» TEXT PASSAGE
::::

June 1st, 2020

What’s in My Index?

Brendan Flynn
Senior Software Engineer

What’s in My Index

Welcome back. This is part 3 of an initial 4-part series discussing everything search indexer related on Windows. In this article we are going to talk about what data is actually stored in the index. From files to custom data types, you will be able to start digging through the items that are stored in your own personal index by the time you are done reading.

List of posts in the series

  • The Evolution of Windows Search
  • Configuration and Settings
  • What’s in My Index? 👈You Are here
  • How to Make the Most of Search on Windows

Again, there is a lot of different terminology, concepts, and components to the indexing service most of which we will eventually cover in detail. For now, we are focusing on high-level concepts.

FTQuery

If you do not have it installed already, the latest Windows SDK contains a few tools that are very useful when exploring your index. In this post we will be walking through how to can use this tool to explore all the data in your index. If you would like to follow along, you can get the latest SDK here.

FTQuery lets you run any SQL (Structured Query Language) style query, which is one of the ways applications can query data in the index. This is one of the ways all the components you saw in the first post in the series were reading data from files. We will do a deep dive into the Structured Query Language in a later post, so for now we will use very simple queries below to extract data.

Open a command prompt, navigate to the default location of the tool in the SDK (typically C:\Program Files (x86)\Windows Kits\… on a 64-bit machine) and run the traditional windows executable help command.

The tool by default will show you a few example SQL queries that you can run to see what is in the index. The first query you see “SELECT path from SystemIndex” will list out every single item in the index which not only takes a while but is not very useful in the command prompt.

I recommend redirecting the output when using this tool to analyze the data further in a .txt file if you feel the result list will be large. I’ve modified the query to use ‘TOP 25’ to limit the result set to the first 25 entries in the index.

In the above query we’re asking for the first 25 items that the indexing service ever knew about because we’re not using any sort of restrictions or conditions on the query.

Gathering the Data

The service when it first starts will issue initial “crawls” on the locations it cares about by default, which above you can see includes ‘C:\users\’ and ‘C:\programdata\microsoft\windows\start menu\’ in this case. Crawls are what helps the service initially discover your files, folders, content and also happen periodically as new folders of interest are added to the machine.

::::

» SOURCE EXCERPT
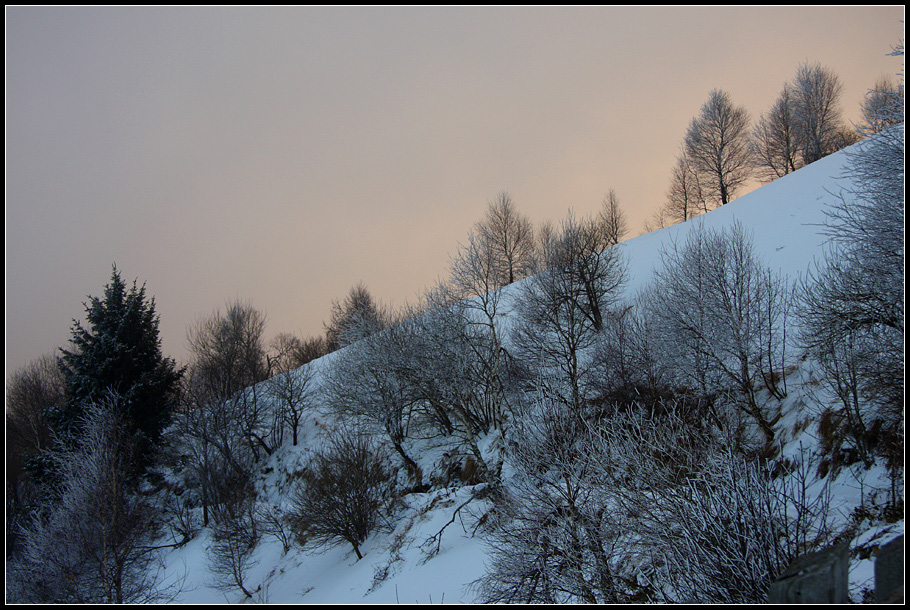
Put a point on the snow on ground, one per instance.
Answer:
(409, 564)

::::

» OBJECTIVES
a) In the Windows Search index article, what did the author add to the query to limit the results to the first 25 entries?
b) Please go on with the Windows Search index article from the point where it stops.
The data plays no part here.

» ANSWER LIST
a) 'TOP 25'

b)
The service keeps track of the items it’s gathered and the last time it has done so in order to keep a history of when every item was processed. This query will show you the single last item that the service has processed due to the file being modified.

You can remove or alter the “TOP 1” to show as many items as you like. In my personal index I’ve been working on some blog posts, so it makes sense that as I’m editing this post in a word document the Search Indexer is picking up the necessary changes and it’s telling me that this is the last file it’s indexed.

You will notice that if you create a .txt file in C:\myawesomefolder\ and re-run the above query that with the default Search Indexer configuration the file does not show up. This is because C:\myawesomefolder\ is not an indexed location by default.

In the last article we covered briefly what indexing scopes are and how to modify them. If you go into the indexing options applet in the control panel you can add C:\myawesomefolder\ and the service will start picking up the data in that folder.

Image word image

Now let us re-run the query for the last indexed item. As expected, the last item is in the newly added folder to the indexing scope list.

Notice in this specific query above I have added WHERE SCOPE=’file:’. All items in the index have unique paths or URLs to represent them. These paths are sometimes computed via the property store of the item for file and folders or are manually constructed for other items with specific protocol handlers.

By running the query “SELECT path FROM SystemIndex” and redirecting the output to a text file you can examine every single item in the index. You will notice items with URLs starting with mapi16://, winrt://, iehistory://, and of course, file://. This beginning part of the URL is the protocol the item is associated with.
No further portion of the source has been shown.